▸ **AIM OF THE TASK**: Reproduce the listing below exactly. Pictures do not belong in the copy.

▸ **DATA TO USE**:

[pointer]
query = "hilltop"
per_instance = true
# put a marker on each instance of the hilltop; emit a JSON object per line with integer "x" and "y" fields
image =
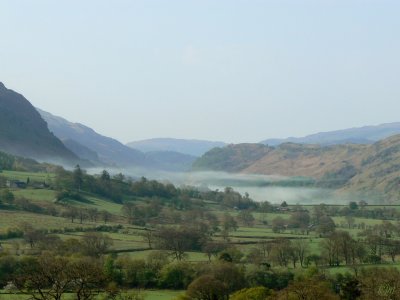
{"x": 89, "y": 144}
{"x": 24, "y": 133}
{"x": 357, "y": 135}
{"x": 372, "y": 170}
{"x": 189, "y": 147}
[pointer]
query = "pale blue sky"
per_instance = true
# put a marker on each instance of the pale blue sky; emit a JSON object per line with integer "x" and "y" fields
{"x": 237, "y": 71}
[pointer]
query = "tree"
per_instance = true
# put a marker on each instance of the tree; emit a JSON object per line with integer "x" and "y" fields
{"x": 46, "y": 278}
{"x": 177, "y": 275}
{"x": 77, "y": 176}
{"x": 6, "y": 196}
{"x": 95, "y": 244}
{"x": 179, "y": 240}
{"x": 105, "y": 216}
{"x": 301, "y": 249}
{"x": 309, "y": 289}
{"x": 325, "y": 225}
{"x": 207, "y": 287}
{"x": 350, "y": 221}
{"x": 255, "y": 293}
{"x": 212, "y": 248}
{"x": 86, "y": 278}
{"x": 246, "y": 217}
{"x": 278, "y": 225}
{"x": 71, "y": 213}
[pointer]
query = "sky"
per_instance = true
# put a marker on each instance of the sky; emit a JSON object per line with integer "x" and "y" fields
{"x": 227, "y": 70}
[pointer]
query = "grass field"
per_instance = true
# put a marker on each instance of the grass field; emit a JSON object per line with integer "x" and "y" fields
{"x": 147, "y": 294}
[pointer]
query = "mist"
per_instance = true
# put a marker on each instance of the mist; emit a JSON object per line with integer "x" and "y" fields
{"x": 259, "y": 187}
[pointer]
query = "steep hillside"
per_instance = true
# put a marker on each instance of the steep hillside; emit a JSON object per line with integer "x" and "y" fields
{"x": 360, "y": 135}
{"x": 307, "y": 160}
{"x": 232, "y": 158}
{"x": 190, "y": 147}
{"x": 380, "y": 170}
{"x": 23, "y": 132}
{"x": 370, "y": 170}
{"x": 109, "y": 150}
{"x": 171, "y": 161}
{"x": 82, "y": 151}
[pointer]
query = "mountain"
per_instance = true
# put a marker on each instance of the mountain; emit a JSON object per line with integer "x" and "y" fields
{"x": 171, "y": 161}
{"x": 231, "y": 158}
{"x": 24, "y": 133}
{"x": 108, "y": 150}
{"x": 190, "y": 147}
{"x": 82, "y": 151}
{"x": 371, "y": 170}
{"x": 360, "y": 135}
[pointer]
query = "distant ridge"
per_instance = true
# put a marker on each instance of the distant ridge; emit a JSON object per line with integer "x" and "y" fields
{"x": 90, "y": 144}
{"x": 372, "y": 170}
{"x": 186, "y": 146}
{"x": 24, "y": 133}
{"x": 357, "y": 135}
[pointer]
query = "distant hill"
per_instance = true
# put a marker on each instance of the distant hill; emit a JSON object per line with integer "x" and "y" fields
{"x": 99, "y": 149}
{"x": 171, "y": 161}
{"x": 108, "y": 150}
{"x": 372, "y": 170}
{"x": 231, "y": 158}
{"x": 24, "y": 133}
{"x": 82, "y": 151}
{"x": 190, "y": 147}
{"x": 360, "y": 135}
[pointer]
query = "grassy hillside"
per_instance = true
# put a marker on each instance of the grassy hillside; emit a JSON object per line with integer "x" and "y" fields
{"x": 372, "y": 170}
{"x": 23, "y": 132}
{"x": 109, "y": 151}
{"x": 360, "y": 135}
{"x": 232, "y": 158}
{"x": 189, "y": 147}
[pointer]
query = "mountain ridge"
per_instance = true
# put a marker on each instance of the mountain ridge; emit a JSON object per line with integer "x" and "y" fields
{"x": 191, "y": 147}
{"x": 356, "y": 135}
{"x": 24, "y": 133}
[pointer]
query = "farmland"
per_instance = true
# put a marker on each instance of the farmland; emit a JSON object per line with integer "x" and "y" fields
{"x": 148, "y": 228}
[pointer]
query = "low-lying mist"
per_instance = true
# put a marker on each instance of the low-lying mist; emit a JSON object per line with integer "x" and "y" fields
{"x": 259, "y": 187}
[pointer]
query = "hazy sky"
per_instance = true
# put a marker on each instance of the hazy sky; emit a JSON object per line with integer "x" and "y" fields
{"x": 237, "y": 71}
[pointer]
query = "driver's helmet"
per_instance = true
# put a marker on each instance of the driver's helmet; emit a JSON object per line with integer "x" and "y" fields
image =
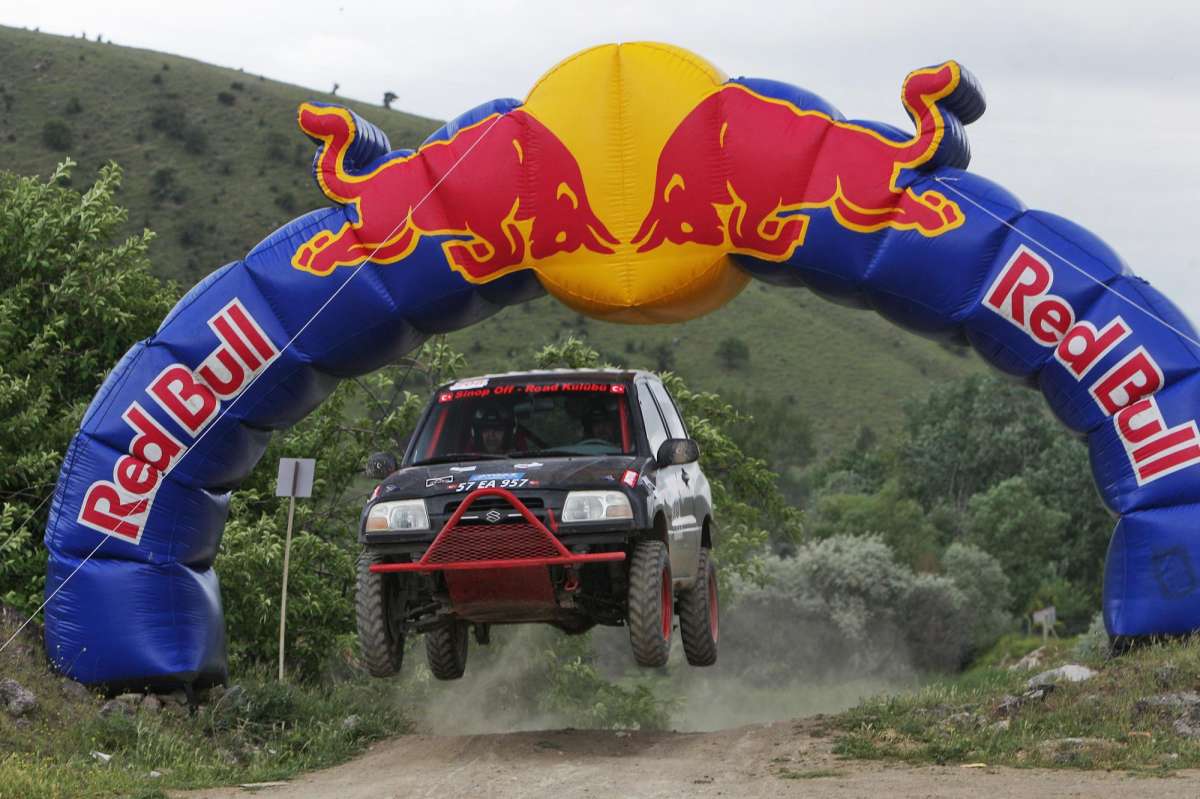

▸ **THE RESULT**:
[pointer]
query = "hilltop"
per_instance = true
# put a marker on each instance of the hilltop; emit a JSON object per line with integer "x" and "y" fields
image =
{"x": 89, "y": 144}
{"x": 24, "y": 133}
{"x": 357, "y": 135}
{"x": 372, "y": 170}
{"x": 189, "y": 147}
[pointer]
query = "pale blue sky"
per_instance = true
# put a marker on each instance of the pale blue sky; emit a JSON object per line with integer "x" and "y" fields
{"x": 237, "y": 71}
[pointer]
query = "tree"
per_instance = true
# put a marker on each instance of the tree; emit a JSON object per line with integer "x" and "y" fields
{"x": 46, "y": 278}
{"x": 177, "y": 275}
{"x": 77, "y": 176}
{"x": 6, "y": 196}
{"x": 95, "y": 244}
{"x": 179, "y": 240}
{"x": 105, "y": 216}
{"x": 301, "y": 249}
{"x": 309, "y": 289}
{"x": 325, "y": 225}
{"x": 207, "y": 287}
{"x": 350, "y": 221}
{"x": 255, "y": 293}
{"x": 212, "y": 248}
{"x": 86, "y": 278}
{"x": 246, "y": 217}
{"x": 278, "y": 225}
{"x": 71, "y": 213}
[pointer]
query = "sky"
per_instance = true
# put a marker on each instance of the sky; emit a JSON object per line with integer "x" and "y" fields
{"x": 227, "y": 70}
[pointer]
query = "grass field"
per_instance = true
# put a marker on each instance of the grass field; emit a JSON object per line with integer "x" and "y" fields
{"x": 147, "y": 294}
[pointer]
query = "mist"
per_instance = true
# put a marker on each instance of the mist; emit a JSON object per line with integer "x" and "y" fields
{"x": 259, "y": 187}
[pointer]
query = "steep hillside"
per_instance = true
# put a marker on each instance of the steep hillside; emit a JSON object per line with integer "x" and "y" fields
{"x": 360, "y": 135}
{"x": 307, "y": 160}
{"x": 232, "y": 158}
{"x": 190, "y": 147}
{"x": 380, "y": 170}
{"x": 23, "y": 132}
{"x": 370, "y": 170}
{"x": 109, "y": 150}
{"x": 171, "y": 161}
{"x": 82, "y": 151}
[pointer]
query = "mountain"
per_instance = true
# put a marker on each instance of the mountain; emit a JSON object per line with integer "x" and "y" fields
{"x": 171, "y": 161}
{"x": 231, "y": 158}
{"x": 24, "y": 133}
{"x": 108, "y": 150}
{"x": 190, "y": 147}
{"x": 82, "y": 151}
{"x": 371, "y": 170}
{"x": 360, "y": 135}
[pointer]
query = "distant ridge"
per_instance = true
# put a marker on each instance of the distant ridge; emit a JSON object per line with integer "x" and "y" fields
{"x": 90, "y": 144}
{"x": 372, "y": 170}
{"x": 186, "y": 146}
{"x": 24, "y": 133}
{"x": 357, "y": 135}
[pointer]
query = "distant hill"
per_instance = true
# put a marker on each instance of the distant hill; emit a JSON object per line with integer "x" and "y" fields
{"x": 99, "y": 149}
{"x": 171, "y": 161}
{"x": 108, "y": 150}
{"x": 372, "y": 170}
{"x": 231, "y": 158}
{"x": 24, "y": 133}
{"x": 82, "y": 151}
{"x": 190, "y": 147}
{"x": 360, "y": 135}
[pointer]
query = "grassy hillside"
per_instance = true
# put a marker on each instance of the grassy hillside; emit a JSON object per line with integer "x" and "y" fields
{"x": 372, "y": 170}
{"x": 23, "y": 132}
{"x": 109, "y": 151}
{"x": 360, "y": 135}
{"x": 232, "y": 158}
{"x": 189, "y": 147}
[pointer]
query = "mountain ridge"
per_instance = true
# put a marker on each instance of the mountain ridge; emit a JSON object per line with integer "x" and "y" fields
{"x": 191, "y": 147}
{"x": 356, "y": 135}
{"x": 24, "y": 133}
[pointer]
query = "farmland"
per_instance = true
# put a marker on each instance of the farmland; emit a JSON object per line with integer "x" and "y" fields
{"x": 148, "y": 228}
[pointer]
query = "low-lying mist"
per_instance = true
# put a marker on each instance of the low-lying mist; emit a JSON object per line with integer "x" and "y" fields
{"x": 259, "y": 187}
[pointer]
query = "hazy sky"
per_instance = true
# put a marker on each instance of the hazy sky; emit a JSON object per line with integer "x" and "y" fields
{"x": 237, "y": 71}
[pointer]
query = "driver's helmet"
per_instance = true
# put a marker on each instance of the driver's helmet; emit a JSON object per line with integer "x" and "y" fields
image =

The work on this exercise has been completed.